Task brief: Count the lines below containing "large". Number only.

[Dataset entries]
- - -

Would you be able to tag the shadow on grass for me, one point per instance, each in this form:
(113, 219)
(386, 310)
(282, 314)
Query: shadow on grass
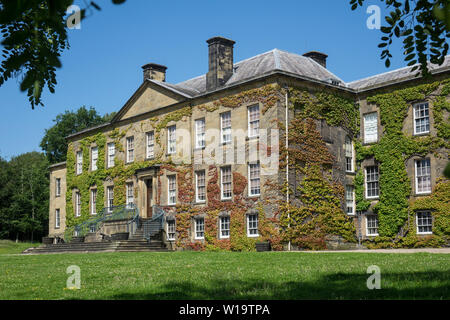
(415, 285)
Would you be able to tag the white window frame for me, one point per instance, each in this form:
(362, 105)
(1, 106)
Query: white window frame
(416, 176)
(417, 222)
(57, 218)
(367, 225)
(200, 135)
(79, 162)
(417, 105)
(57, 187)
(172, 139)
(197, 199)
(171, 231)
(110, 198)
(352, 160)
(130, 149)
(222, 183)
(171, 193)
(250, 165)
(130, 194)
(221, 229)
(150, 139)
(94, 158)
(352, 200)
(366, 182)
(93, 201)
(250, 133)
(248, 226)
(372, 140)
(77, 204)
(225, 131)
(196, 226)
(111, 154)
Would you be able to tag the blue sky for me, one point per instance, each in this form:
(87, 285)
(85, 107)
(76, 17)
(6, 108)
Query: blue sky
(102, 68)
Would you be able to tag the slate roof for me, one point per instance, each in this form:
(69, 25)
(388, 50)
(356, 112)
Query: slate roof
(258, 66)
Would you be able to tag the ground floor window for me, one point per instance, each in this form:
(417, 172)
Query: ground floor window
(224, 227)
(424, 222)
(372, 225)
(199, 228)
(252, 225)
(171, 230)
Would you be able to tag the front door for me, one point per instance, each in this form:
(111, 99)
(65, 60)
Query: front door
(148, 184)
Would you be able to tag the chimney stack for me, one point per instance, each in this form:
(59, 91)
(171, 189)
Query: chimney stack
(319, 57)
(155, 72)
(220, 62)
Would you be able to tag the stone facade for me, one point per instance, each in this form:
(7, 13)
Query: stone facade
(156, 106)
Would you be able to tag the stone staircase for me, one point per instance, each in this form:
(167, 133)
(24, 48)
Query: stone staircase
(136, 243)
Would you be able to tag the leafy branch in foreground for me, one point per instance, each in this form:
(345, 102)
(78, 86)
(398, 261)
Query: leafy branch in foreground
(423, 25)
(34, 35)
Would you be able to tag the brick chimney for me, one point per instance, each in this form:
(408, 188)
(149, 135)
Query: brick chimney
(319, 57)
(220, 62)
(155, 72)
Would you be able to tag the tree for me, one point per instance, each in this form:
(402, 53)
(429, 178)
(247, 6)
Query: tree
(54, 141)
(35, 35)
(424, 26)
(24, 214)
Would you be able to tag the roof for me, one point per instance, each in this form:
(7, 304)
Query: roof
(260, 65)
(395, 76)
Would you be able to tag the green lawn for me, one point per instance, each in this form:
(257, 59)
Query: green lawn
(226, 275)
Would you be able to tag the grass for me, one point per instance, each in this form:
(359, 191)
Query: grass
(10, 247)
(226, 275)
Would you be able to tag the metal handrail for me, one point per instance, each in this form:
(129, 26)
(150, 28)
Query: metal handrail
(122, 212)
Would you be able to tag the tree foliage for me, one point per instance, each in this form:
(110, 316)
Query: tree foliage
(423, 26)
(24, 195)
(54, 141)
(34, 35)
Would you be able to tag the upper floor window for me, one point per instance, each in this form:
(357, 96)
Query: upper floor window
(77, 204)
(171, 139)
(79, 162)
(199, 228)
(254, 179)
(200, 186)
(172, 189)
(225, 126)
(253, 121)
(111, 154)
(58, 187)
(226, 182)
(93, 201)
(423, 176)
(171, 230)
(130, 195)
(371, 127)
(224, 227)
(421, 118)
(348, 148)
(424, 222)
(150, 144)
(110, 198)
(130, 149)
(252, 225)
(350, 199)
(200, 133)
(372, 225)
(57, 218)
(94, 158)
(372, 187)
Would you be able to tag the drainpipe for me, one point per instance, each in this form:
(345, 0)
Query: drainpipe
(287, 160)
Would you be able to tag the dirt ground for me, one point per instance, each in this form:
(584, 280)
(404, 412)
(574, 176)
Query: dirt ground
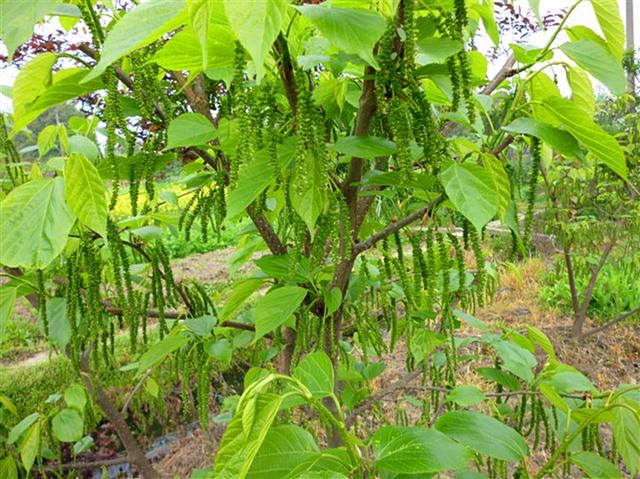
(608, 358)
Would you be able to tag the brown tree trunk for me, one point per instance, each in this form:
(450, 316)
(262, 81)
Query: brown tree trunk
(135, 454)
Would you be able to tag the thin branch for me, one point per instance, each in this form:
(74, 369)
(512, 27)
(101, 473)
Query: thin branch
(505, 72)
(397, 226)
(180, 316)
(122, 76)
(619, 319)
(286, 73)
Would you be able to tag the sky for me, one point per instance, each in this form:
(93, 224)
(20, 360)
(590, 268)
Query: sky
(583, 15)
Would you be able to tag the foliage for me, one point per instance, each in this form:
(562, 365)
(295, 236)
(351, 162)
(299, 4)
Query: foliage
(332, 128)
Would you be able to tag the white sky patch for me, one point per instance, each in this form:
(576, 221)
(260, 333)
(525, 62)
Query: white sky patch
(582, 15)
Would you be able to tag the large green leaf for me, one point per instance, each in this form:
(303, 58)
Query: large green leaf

- - -

Solution: 2